▶ OBJECTIVE:
Could you rewrite the lines below, replacing "corridor-flow study" with "lane-usage study" and changing nothing else? Leave the pictures out of your answer.

(Excerpts from a point labeling dataset)
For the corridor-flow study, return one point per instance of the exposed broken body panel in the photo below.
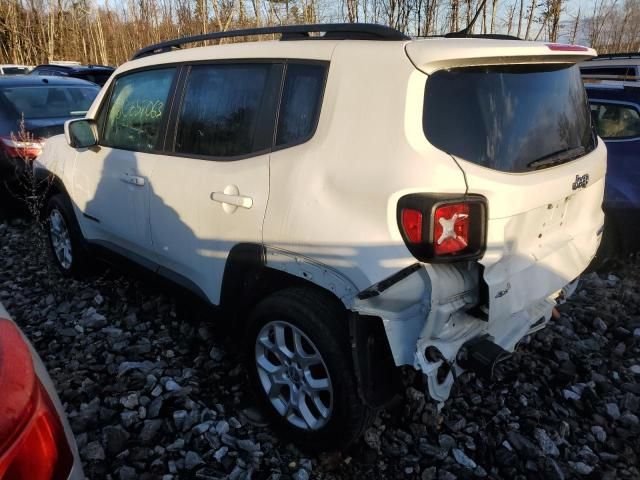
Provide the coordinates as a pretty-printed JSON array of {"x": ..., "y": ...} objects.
[{"x": 430, "y": 309}]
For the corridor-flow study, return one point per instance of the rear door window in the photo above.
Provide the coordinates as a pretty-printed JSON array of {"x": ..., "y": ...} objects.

▶ WORKED ANSWER:
For the lane-usage study, return one point per instance of the exposed broken body panel in the photo below.
Provide the coordinates as a pretty-printed JSON array of {"x": ..., "y": ...} objects.
[{"x": 430, "y": 309}]
For the lane-usage study, return one point per instance of the rear door window in the photo above.
Provide the coordinates as a pretty-printed JSON array of {"x": ..., "y": ...} objects.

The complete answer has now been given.